(Dataset entries)

##########

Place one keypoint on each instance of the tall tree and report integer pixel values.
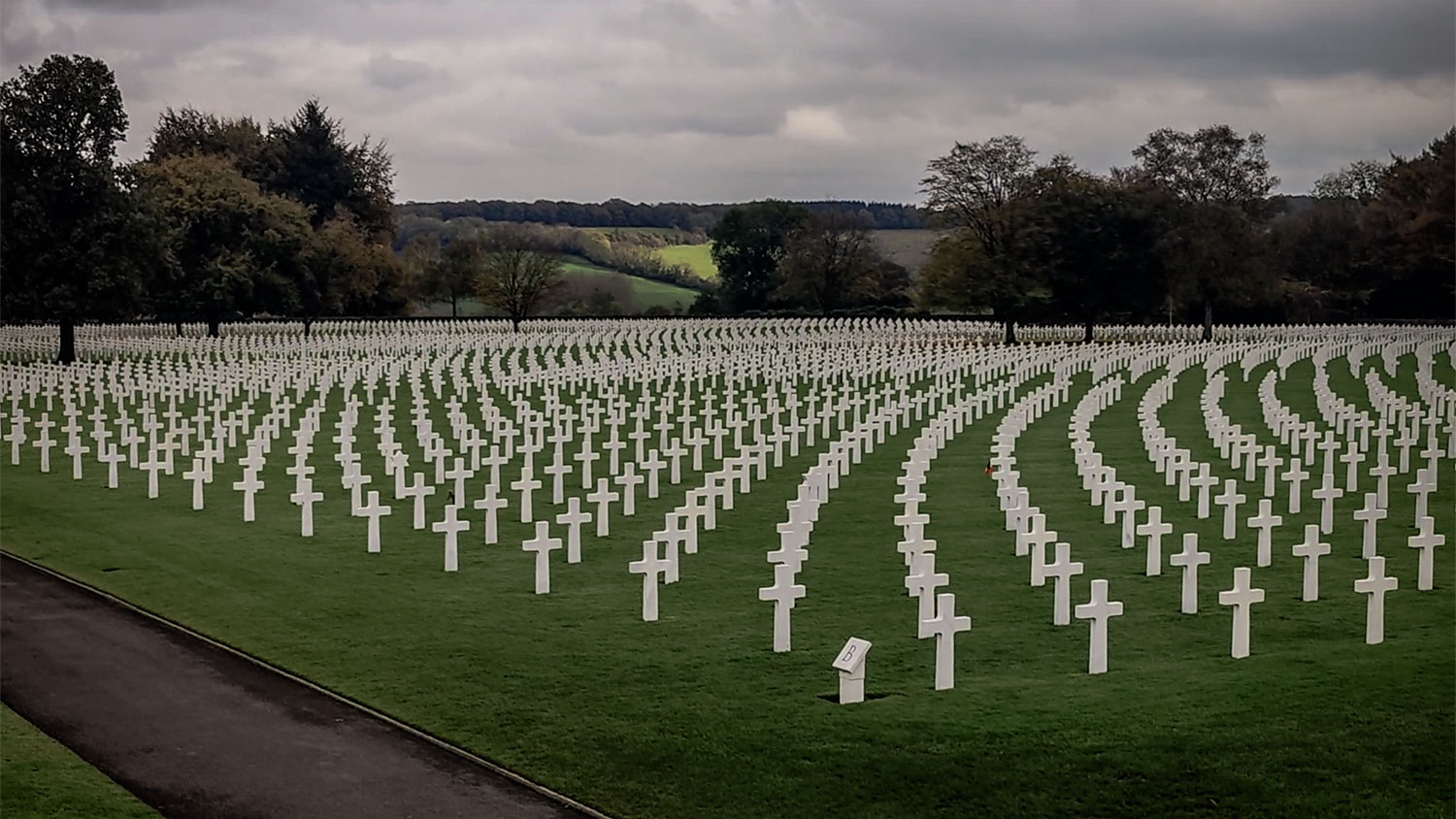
(1360, 182)
(230, 249)
(1095, 245)
(67, 221)
(1411, 224)
(241, 140)
(747, 245)
(334, 178)
(830, 262)
(1222, 180)
(515, 274)
(973, 192)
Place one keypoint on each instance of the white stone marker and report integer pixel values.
(491, 504)
(850, 665)
(451, 525)
(1264, 522)
(1310, 550)
(1241, 597)
(1190, 559)
(542, 544)
(1426, 540)
(1295, 475)
(1153, 530)
(1327, 493)
(1371, 513)
(305, 496)
(197, 473)
(373, 510)
(1229, 499)
(783, 592)
(1098, 609)
(573, 518)
(651, 568)
(943, 629)
(1062, 571)
(249, 486)
(1376, 583)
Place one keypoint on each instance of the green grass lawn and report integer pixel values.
(698, 258)
(696, 716)
(41, 777)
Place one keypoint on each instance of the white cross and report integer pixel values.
(1295, 475)
(1327, 493)
(1153, 530)
(1310, 548)
(491, 504)
(249, 486)
(542, 544)
(1190, 559)
(1264, 522)
(943, 627)
(1371, 513)
(1426, 540)
(573, 518)
(526, 484)
(1229, 499)
(373, 510)
(1098, 609)
(651, 568)
(783, 592)
(923, 580)
(305, 496)
(1241, 597)
(198, 475)
(1376, 583)
(1062, 569)
(603, 496)
(451, 525)
(629, 480)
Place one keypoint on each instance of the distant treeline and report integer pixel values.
(678, 215)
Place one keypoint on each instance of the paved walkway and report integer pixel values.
(197, 731)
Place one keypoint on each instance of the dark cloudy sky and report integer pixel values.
(739, 99)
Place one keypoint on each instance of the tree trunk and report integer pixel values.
(67, 341)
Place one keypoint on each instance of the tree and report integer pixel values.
(830, 262)
(972, 191)
(1222, 182)
(1411, 224)
(1359, 182)
(67, 239)
(1095, 245)
(316, 165)
(517, 274)
(747, 244)
(229, 247)
(241, 142)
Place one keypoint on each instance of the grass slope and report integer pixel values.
(695, 716)
(696, 258)
(41, 777)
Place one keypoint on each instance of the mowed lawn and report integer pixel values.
(43, 778)
(696, 258)
(695, 716)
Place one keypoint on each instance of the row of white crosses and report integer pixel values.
(1310, 548)
(1030, 524)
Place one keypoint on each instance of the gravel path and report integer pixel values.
(198, 731)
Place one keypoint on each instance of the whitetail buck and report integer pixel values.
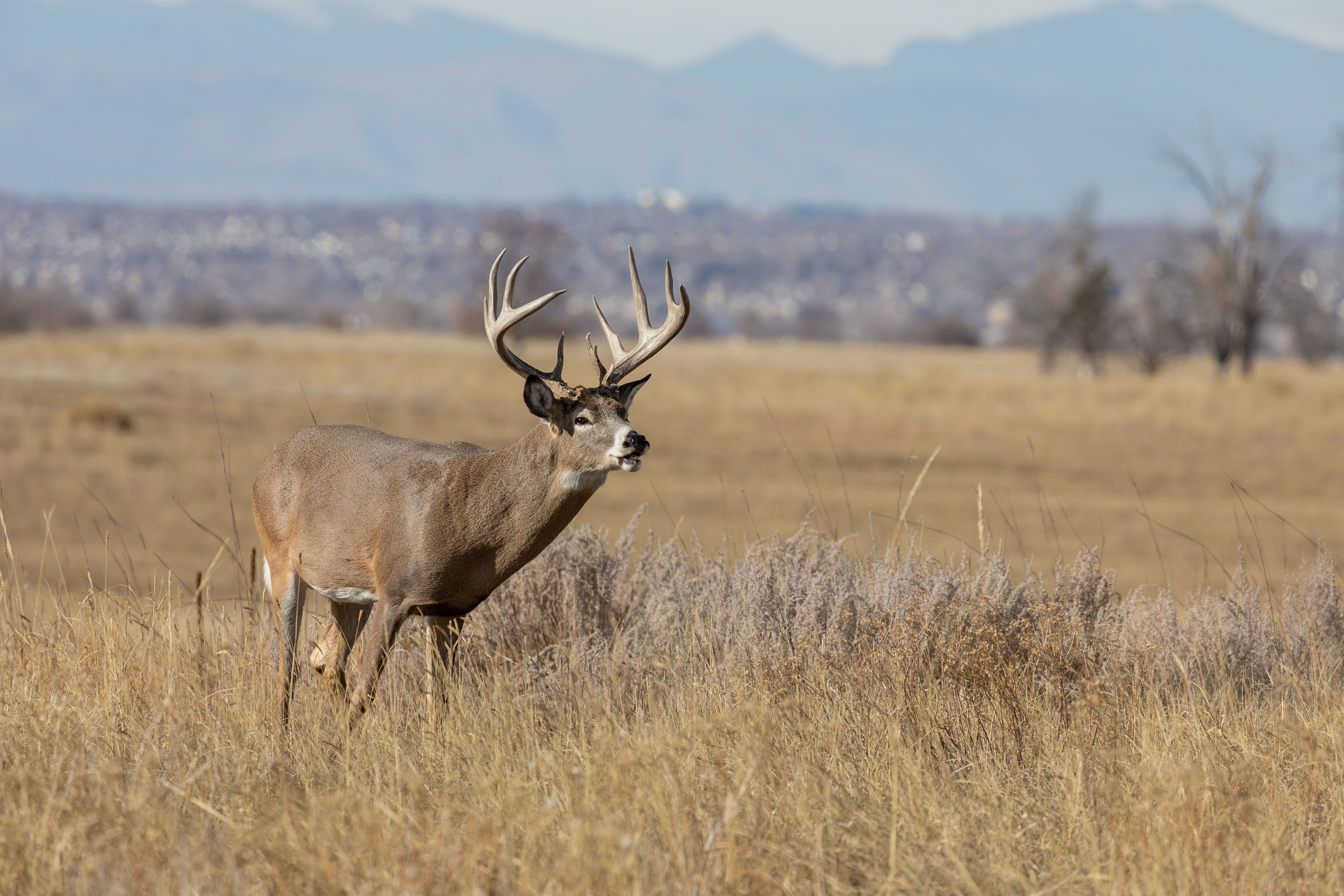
(386, 527)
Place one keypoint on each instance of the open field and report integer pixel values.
(1058, 459)
(763, 715)
(660, 722)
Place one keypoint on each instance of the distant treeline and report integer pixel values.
(1072, 287)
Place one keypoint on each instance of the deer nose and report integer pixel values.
(635, 443)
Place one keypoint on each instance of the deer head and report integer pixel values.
(591, 426)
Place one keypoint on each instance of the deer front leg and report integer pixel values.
(384, 625)
(337, 644)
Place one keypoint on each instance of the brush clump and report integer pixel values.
(658, 718)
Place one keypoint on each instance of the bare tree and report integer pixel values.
(1234, 279)
(1069, 303)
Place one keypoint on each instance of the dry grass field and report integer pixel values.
(718, 709)
(1058, 460)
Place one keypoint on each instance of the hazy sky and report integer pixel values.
(671, 33)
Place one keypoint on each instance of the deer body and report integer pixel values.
(451, 527)
(386, 527)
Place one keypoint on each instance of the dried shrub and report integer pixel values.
(100, 413)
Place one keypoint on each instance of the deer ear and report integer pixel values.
(538, 397)
(626, 394)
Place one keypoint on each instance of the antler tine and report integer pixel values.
(642, 301)
(499, 323)
(652, 339)
(597, 362)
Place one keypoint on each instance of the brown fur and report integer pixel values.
(435, 528)
(429, 528)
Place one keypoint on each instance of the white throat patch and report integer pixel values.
(587, 480)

##########

Each entry should be repeated exactly as it appears; the pictures stay out.

- Final answer:
Place one keypoint on each instance of the tall tree and report integer pixel values.
(1360, 182)
(230, 249)
(1095, 245)
(67, 221)
(1411, 224)
(241, 140)
(747, 245)
(334, 178)
(830, 262)
(1222, 180)
(515, 274)
(973, 192)
Place one keypoint on each instance of the white stone marker and report integer pixel values.
(491, 504)
(850, 665)
(451, 525)
(1264, 522)
(1310, 550)
(1241, 597)
(1190, 559)
(542, 544)
(1426, 540)
(1295, 475)
(1153, 530)
(1327, 493)
(1371, 513)
(305, 496)
(197, 473)
(373, 510)
(1229, 499)
(783, 592)
(1098, 609)
(573, 518)
(651, 568)
(943, 629)
(1062, 571)
(249, 486)
(1376, 583)
Place one keypoint on each instance of the green grass lawn and report integer pixel values.
(698, 258)
(696, 716)
(41, 777)
Place one keypoint on each instance of the white cross and report integer pixel values.
(1295, 475)
(1327, 493)
(1153, 530)
(1310, 548)
(491, 504)
(249, 486)
(542, 544)
(1190, 559)
(1264, 522)
(943, 627)
(1371, 513)
(1426, 540)
(573, 518)
(526, 484)
(1229, 499)
(373, 510)
(1098, 609)
(651, 568)
(783, 592)
(923, 580)
(305, 496)
(1241, 597)
(198, 475)
(1376, 583)
(1062, 569)
(603, 496)
(451, 525)
(629, 480)
Place one keypoint on each instance of the distant treeline and report integer pixel values.
(678, 215)
Place one keypoint on each instance of the paved walkway and report integer pixel values.
(197, 731)
Place one keypoint on each instance of the dark cloudy sky and report integer pixel values.
(739, 99)
Place one keypoint on each instance of the tree trunk and report integer pixel values.
(67, 341)
Place one keypoint on each instance of the tree and report integer pixel values.
(830, 262)
(972, 191)
(1222, 182)
(1411, 224)
(1359, 182)
(67, 239)
(1095, 245)
(316, 165)
(517, 274)
(747, 244)
(229, 247)
(241, 142)
Place one keypoint on each instance of the grass slope and report integer pixel values.
(695, 716)
(696, 258)
(41, 777)
Place one keypoint on each instance of the mowed lawn and report integer pixel values.
(43, 778)
(696, 258)
(695, 716)
Place one keypoint on each instance of the row of white crosses and report integer pixel values.
(1310, 548)
(1030, 524)
Place one keypoint on each instance of the gravel path and report integer pixel values.
(198, 731)
Place one keypoint on each instance of the whitetail buck and report integer pixel values.
(386, 527)
Place one keypoint on each instance of the open field and report integer pixel values.
(1058, 459)
(763, 715)
(660, 722)
Place one keypoint on each instance of the distant treeline and report integer pixel values.
(1072, 287)
Place one keypoint on each instance of the deer nose and report integer pixel values.
(635, 443)
Place one keypoint on each instance of the deer head and report integer pixel values.
(591, 426)
Place one keypoint on each instance of the deer front leg and report integer pixel values.
(384, 625)
(337, 644)
Place one keypoint on each instance of the brush clump and report integer pixel values.
(658, 718)
Place one keypoint on each instance of the bare tree and report integer pixel values.
(1234, 279)
(1069, 303)
Place one keypoint on each instance of the dry grass field and report integer pixel values.
(718, 709)
(1058, 460)
Place one keypoint on each instance of the hazy sky and report integer pixel values.
(671, 33)
Place one keypoint on each instance of the deer body and report integer pixel values.
(451, 527)
(386, 527)
Place one keypoint on each instance of the dried shrub and report integer pixel values.
(100, 413)
Place one keypoint on each instance of the deer ear and report integer pixel values.
(538, 397)
(626, 394)
Place one keypoint on each instance of the antler tine and report integer pixel values.
(642, 301)
(499, 323)
(652, 339)
(597, 362)
Place one keypoint on each instance of the brown fur and report integer pixel values.
(435, 528)
(429, 528)
Place one keypoint on each instance of the white throat patch and report integer pixel values.
(587, 480)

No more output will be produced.